(MATERIAL FOR THIS TASK)

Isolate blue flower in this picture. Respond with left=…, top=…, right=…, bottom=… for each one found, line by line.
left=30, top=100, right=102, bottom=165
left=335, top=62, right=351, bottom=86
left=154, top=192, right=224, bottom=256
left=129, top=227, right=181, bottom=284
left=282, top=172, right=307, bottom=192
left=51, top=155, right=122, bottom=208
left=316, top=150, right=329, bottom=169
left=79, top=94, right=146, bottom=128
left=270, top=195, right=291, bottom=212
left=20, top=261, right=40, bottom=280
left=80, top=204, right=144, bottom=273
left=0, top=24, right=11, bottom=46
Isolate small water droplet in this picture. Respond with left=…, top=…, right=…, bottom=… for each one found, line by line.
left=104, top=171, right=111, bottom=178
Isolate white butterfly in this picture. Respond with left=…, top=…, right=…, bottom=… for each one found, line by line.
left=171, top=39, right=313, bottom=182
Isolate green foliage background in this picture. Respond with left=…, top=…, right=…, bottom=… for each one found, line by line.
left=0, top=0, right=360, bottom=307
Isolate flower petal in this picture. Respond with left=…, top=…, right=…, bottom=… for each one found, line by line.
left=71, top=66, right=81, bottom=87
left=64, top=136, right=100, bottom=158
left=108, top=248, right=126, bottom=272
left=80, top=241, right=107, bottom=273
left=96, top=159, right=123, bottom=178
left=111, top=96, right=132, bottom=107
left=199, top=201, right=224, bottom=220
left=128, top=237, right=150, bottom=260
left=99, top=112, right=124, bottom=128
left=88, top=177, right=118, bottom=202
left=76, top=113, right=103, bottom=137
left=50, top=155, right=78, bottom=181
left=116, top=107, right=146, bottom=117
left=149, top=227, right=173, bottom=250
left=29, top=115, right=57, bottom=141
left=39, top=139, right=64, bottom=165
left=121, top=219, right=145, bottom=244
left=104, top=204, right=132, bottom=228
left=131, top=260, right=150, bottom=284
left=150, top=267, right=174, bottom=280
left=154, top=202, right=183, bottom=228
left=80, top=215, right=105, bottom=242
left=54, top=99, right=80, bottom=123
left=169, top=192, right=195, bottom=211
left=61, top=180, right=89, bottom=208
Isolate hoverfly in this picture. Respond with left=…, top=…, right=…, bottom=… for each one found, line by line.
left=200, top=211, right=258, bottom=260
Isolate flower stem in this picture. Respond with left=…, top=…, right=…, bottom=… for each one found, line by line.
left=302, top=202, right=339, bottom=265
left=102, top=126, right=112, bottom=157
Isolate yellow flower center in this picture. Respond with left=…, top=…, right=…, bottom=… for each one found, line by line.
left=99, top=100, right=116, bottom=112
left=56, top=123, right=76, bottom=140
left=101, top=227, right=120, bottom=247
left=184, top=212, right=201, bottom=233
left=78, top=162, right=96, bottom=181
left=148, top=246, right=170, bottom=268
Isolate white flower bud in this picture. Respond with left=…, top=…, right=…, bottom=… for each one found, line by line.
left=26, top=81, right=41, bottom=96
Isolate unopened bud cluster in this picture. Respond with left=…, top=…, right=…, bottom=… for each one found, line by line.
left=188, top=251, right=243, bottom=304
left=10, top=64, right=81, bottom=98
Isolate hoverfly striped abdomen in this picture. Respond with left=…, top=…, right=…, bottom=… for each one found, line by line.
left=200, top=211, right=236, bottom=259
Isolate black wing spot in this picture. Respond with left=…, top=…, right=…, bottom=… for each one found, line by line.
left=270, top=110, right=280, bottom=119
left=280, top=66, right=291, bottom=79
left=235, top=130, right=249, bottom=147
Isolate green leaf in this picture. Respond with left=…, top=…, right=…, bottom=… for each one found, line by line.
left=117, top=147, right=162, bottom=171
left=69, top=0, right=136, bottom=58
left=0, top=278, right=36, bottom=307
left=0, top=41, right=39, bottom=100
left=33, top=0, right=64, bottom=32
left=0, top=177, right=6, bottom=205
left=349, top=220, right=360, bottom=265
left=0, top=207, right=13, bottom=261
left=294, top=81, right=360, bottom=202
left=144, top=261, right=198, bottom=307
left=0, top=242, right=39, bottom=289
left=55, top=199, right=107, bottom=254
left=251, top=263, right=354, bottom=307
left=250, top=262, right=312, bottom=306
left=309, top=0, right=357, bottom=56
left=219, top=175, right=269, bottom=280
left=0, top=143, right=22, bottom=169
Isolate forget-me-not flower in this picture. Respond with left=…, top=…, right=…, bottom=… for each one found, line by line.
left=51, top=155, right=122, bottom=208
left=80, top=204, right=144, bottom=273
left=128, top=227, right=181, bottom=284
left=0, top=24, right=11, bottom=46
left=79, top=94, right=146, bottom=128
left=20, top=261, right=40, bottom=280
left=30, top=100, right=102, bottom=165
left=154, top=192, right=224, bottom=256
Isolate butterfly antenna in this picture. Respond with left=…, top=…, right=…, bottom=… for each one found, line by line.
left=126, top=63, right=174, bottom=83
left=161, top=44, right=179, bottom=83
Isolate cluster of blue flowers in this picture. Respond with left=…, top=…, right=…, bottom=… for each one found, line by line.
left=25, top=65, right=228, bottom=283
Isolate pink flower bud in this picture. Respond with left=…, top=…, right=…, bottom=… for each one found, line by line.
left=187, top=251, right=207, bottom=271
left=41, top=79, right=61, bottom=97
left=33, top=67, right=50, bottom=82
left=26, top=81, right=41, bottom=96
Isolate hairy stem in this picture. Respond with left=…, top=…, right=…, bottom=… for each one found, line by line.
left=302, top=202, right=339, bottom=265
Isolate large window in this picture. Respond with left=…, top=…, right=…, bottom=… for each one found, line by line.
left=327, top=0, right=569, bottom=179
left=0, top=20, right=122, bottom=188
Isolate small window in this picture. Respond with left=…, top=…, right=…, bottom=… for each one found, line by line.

(GIVEN TASK) Recast the items above as a Markdown table with the columns "Row" and "Line". Begin with the line containing "Isolate butterfly antenna", continue through the final line of the items, give each line a row number, and omit blank lines.

(THE SOLUTION)
| Row | Line |
|---|---|
| 1 | Isolate butterfly antenna in this picture. Respond with left=…, top=…, right=…, bottom=… for each one found, line by line. |
| 2 | left=126, top=63, right=174, bottom=83 |
| 3 | left=161, top=44, right=179, bottom=83 |
| 4 | Isolate cluster of blue flowers in this picture. Respond with left=…, top=…, right=…, bottom=… for each one found, line by line. |
| 5 | left=25, top=65, right=228, bottom=283 |
| 6 | Isolate pink flower bud in this picture. Respond with left=…, top=…, right=…, bottom=… for each one found, line by line. |
| 7 | left=187, top=251, right=207, bottom=271 |
| 8 | left=41, top=79, right=61, bottom=97 |
| 9 | left=33, top=67, right=50, bottom=82 |
| 10 | left=26, top=81, right=41, bottom=96 |
| 11 | Isolate hairy stem in this picture. Respond with left=…, top=…, right=…, bottom=… for each one found, line by line. |
| 12 | left=302, top=202, right=339, bottom=265 |
| 13 | Isolate large window in this picture. Respond with left=…, top=…, right=…, bottom=… for each one found, line by line. |
| 14 | left=327, top=0, right=569, bottom=179 |
| 15 | left=0, top=20, right=122, bottom=188 |
| 16 | Isolate small window in this picture. Respond with left=…, top=…, right=…, bottom=… for each one found, line by line. |